[Dataset entries]
┌────────
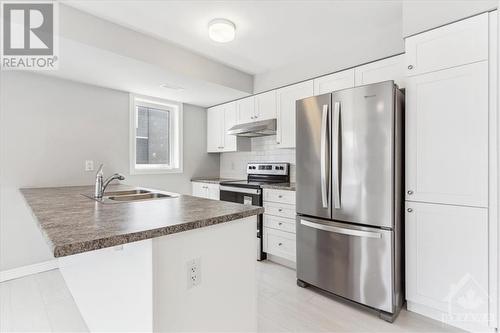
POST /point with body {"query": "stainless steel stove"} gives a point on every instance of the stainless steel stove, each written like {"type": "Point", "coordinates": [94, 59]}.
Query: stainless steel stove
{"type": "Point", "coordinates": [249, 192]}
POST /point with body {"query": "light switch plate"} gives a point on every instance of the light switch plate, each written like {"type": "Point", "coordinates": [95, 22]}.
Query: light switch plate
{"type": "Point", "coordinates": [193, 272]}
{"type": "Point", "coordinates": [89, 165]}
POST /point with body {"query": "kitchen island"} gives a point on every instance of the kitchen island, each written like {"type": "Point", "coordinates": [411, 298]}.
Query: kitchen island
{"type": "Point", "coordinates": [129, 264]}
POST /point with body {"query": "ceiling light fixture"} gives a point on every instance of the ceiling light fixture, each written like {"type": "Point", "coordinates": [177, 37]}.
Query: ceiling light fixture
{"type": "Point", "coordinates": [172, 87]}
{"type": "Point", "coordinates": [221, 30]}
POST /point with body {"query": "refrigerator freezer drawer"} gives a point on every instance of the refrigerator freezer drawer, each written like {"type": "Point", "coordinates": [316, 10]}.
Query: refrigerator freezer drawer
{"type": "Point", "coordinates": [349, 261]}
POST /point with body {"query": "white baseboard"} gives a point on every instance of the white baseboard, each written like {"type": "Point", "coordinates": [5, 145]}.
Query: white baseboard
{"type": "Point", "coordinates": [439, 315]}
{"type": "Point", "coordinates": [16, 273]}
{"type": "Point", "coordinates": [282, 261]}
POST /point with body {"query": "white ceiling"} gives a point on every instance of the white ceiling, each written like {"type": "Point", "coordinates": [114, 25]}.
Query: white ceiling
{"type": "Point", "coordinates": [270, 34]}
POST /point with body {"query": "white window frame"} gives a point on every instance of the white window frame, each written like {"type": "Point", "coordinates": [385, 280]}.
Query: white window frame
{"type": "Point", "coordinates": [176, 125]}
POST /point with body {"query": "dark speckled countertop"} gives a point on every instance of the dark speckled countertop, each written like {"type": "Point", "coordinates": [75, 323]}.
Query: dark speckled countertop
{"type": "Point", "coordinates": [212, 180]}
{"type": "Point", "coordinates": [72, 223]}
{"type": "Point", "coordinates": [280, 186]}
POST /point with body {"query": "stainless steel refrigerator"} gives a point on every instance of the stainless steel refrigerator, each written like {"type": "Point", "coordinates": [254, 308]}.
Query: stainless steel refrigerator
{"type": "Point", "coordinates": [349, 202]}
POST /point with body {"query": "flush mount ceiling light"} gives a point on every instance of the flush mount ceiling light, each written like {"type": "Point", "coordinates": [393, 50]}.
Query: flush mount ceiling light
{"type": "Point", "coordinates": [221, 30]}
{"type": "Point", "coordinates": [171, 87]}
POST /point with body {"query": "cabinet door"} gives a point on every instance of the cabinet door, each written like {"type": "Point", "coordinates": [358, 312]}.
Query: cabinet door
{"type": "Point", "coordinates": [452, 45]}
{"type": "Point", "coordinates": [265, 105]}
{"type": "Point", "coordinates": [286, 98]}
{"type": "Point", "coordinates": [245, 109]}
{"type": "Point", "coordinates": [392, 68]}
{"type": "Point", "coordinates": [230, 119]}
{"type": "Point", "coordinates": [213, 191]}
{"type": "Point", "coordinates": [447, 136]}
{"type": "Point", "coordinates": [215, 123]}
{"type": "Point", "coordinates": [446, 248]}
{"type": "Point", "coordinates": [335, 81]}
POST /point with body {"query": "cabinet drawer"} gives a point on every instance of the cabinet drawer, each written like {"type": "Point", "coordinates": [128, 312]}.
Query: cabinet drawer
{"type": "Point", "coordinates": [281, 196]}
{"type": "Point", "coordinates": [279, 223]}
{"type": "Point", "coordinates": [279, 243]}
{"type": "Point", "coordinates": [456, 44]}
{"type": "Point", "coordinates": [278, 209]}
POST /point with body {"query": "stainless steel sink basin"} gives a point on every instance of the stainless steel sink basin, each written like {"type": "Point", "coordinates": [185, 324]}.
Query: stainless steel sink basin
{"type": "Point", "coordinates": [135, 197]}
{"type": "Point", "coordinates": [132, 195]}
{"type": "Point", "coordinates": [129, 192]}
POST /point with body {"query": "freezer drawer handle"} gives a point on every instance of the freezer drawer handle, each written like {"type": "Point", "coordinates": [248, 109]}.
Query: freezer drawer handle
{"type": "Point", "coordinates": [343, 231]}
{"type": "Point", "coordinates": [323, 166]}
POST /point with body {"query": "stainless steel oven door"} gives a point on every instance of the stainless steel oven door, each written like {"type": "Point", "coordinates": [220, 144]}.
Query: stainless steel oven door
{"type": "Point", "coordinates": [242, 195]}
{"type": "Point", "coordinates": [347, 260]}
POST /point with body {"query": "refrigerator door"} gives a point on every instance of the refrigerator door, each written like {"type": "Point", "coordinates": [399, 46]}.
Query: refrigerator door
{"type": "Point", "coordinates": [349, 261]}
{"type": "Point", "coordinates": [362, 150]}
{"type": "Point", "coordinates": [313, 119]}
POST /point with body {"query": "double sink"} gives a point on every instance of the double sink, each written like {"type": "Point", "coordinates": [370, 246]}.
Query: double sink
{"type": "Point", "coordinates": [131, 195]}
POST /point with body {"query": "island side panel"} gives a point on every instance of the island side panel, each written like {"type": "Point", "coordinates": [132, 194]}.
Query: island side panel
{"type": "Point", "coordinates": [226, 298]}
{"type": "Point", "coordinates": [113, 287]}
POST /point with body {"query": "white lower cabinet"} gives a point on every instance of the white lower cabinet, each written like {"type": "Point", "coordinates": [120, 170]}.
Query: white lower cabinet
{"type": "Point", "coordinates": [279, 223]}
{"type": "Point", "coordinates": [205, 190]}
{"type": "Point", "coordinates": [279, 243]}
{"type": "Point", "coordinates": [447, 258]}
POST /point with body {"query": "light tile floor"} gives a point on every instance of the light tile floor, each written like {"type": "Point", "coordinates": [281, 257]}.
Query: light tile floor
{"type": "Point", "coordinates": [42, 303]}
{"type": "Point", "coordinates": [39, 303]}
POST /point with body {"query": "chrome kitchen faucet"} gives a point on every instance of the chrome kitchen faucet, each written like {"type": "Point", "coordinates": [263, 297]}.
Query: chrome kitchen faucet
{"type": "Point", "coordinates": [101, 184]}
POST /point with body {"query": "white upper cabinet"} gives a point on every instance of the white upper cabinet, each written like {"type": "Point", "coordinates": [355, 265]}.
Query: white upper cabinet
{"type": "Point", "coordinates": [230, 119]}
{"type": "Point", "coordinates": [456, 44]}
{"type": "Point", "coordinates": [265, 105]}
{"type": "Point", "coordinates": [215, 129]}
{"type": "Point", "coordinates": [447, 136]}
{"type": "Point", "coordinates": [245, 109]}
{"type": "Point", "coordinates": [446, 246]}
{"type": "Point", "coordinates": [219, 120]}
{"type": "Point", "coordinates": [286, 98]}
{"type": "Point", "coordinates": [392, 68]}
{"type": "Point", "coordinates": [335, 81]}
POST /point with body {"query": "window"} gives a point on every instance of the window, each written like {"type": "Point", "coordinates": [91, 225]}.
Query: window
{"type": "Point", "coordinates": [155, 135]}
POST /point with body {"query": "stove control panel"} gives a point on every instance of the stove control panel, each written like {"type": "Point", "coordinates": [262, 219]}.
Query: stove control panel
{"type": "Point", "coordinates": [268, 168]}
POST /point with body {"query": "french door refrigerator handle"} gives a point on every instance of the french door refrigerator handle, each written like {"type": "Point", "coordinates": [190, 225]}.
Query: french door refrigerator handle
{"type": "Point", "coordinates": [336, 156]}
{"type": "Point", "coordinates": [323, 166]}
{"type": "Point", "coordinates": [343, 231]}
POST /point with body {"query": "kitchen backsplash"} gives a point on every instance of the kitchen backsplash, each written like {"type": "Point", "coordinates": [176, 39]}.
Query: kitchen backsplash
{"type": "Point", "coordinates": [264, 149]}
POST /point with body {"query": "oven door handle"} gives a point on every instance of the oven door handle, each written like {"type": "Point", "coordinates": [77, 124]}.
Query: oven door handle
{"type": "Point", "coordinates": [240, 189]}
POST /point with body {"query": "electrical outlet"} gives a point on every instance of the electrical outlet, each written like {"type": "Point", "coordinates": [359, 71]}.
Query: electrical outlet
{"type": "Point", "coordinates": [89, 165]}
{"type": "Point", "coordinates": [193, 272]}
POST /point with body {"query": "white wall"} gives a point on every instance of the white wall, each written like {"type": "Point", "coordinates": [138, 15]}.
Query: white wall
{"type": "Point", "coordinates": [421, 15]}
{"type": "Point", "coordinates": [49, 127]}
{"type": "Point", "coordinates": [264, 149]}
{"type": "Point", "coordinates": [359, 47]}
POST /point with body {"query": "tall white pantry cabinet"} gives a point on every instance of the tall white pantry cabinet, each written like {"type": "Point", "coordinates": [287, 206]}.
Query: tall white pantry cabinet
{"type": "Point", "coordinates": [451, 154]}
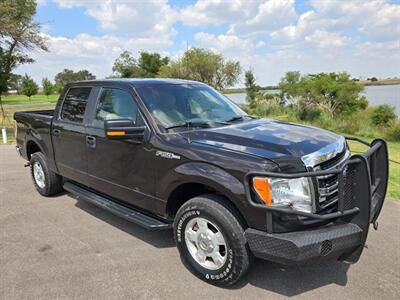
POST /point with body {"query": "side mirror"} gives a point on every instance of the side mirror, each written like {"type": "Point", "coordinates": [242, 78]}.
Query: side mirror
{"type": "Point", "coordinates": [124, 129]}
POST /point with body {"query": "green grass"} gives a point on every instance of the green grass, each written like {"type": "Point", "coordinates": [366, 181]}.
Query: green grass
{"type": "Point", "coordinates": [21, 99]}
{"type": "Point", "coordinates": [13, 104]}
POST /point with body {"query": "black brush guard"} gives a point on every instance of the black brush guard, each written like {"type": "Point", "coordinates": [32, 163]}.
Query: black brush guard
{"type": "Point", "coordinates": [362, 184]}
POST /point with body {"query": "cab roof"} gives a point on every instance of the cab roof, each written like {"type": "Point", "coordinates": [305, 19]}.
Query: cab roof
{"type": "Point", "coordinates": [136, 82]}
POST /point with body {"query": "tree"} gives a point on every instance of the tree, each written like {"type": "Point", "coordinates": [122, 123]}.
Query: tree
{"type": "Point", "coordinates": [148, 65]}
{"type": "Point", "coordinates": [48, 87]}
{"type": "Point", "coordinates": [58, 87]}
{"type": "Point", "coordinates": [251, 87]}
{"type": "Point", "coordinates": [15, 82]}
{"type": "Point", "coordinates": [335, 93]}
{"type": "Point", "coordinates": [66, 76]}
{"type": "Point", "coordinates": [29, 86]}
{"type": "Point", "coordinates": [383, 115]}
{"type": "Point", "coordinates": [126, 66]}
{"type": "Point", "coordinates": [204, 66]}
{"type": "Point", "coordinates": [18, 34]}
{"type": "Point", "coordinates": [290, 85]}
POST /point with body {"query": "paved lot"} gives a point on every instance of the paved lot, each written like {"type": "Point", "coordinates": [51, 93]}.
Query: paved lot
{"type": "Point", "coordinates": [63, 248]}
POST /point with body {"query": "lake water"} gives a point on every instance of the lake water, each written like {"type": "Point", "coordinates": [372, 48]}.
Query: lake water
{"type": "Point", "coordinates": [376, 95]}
└────────
Which lines above run from the one containing "Query: refrigerator door" to the one containing "of the double"? Give them again exactly, both ends included.

Query: refrigerator door
{"type": "Point", "coordinates": [349, 261]}
{"type": "Point", "coordinates": [362, 150]}
{"type": "Point", "coordinates": [313, 119]}
POST /point with body {"query": "double sink"} gives a point on every instance of the double sink, each written like {"type": "Point", "coordinates": [370, 246]}.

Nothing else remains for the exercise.